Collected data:
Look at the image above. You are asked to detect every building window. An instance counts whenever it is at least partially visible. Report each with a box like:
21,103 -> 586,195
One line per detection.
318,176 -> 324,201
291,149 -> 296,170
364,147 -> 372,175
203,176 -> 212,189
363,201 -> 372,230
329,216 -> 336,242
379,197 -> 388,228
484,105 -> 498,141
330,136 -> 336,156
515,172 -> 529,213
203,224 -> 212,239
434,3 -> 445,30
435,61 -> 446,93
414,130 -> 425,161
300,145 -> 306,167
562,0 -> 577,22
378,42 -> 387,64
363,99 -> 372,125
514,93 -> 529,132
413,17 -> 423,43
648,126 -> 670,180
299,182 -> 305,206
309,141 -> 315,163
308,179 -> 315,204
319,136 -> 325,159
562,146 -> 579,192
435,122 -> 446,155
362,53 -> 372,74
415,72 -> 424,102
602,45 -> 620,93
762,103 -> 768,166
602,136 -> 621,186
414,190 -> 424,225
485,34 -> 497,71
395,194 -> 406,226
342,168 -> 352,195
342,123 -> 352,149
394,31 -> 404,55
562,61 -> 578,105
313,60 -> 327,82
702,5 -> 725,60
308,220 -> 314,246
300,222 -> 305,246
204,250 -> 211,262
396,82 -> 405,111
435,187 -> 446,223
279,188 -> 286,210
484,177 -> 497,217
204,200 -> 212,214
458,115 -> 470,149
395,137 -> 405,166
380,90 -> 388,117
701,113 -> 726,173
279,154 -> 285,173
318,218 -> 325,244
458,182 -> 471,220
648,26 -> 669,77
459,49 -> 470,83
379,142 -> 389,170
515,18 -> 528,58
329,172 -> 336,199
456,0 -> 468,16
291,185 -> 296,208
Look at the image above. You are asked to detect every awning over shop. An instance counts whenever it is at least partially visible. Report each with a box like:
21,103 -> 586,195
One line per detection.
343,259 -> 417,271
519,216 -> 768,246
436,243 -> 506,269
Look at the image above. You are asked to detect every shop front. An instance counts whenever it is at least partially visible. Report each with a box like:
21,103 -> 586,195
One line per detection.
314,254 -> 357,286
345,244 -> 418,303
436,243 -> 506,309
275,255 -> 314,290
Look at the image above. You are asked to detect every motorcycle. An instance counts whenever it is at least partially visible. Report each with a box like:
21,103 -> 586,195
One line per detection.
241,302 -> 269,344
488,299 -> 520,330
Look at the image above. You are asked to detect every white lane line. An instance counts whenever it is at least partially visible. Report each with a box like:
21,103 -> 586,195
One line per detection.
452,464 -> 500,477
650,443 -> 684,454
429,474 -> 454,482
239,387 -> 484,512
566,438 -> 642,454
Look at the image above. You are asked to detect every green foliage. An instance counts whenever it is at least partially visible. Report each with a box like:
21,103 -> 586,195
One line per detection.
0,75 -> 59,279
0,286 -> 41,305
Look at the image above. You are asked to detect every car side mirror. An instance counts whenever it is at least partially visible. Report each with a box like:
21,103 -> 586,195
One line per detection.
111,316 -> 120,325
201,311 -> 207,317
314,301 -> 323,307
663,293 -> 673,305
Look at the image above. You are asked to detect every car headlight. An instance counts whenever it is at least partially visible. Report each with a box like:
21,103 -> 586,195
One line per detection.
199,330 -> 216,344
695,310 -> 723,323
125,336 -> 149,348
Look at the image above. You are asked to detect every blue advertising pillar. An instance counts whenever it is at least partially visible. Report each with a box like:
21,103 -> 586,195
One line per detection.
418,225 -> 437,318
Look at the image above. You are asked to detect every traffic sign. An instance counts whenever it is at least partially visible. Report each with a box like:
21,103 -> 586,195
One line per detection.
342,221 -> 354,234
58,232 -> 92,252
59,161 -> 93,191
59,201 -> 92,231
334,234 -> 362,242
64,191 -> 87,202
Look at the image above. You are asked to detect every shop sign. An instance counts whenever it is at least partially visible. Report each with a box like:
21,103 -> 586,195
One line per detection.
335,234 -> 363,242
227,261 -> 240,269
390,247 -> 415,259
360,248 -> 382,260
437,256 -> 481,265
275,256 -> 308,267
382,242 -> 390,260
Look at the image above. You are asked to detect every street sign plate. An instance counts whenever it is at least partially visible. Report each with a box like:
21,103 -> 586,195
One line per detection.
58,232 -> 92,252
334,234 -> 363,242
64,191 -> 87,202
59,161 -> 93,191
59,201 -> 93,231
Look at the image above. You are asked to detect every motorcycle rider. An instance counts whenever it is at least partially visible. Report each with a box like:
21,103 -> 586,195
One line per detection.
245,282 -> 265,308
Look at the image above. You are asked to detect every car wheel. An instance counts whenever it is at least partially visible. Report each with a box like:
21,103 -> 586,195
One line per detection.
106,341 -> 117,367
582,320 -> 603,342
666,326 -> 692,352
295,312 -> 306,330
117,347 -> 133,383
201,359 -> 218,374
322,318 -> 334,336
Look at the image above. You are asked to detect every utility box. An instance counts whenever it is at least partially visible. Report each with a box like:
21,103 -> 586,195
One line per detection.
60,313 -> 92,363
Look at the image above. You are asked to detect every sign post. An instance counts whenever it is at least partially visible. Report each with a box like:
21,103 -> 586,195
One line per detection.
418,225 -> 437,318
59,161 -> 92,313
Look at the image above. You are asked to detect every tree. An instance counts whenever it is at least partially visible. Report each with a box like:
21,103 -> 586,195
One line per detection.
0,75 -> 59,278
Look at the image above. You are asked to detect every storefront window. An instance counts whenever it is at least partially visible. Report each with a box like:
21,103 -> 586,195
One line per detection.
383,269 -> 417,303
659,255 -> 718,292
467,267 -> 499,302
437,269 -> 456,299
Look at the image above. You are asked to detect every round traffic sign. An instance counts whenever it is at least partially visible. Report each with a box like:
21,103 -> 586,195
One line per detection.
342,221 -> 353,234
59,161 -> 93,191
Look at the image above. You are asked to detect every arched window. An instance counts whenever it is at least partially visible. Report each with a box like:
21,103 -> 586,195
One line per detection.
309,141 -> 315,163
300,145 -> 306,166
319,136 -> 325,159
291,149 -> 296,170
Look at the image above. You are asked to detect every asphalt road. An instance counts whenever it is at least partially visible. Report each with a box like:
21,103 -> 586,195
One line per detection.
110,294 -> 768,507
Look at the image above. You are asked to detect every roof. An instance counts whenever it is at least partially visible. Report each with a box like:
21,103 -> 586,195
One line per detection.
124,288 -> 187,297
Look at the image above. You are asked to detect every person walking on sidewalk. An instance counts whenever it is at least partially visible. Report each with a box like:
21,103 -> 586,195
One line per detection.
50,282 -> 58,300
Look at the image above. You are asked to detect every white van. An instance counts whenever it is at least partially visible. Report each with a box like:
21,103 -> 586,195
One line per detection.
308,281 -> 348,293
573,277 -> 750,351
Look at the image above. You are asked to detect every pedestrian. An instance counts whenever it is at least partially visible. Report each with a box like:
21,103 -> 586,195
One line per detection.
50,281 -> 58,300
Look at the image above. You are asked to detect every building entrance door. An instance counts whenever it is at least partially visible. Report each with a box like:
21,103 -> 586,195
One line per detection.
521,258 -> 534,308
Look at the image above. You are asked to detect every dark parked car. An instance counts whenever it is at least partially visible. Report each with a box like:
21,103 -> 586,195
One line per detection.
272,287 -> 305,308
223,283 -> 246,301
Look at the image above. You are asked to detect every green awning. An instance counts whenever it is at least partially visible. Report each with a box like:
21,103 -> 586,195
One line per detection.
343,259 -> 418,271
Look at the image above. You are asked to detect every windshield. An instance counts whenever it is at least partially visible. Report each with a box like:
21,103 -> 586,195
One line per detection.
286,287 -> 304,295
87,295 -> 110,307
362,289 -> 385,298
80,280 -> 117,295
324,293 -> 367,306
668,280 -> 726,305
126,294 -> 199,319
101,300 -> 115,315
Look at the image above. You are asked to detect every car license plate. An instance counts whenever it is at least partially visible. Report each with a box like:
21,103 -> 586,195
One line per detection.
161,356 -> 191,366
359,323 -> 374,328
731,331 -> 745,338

Goal of the exercise »
Count the lines above that include the word "building". Reply with that number alone.

Written answer »
2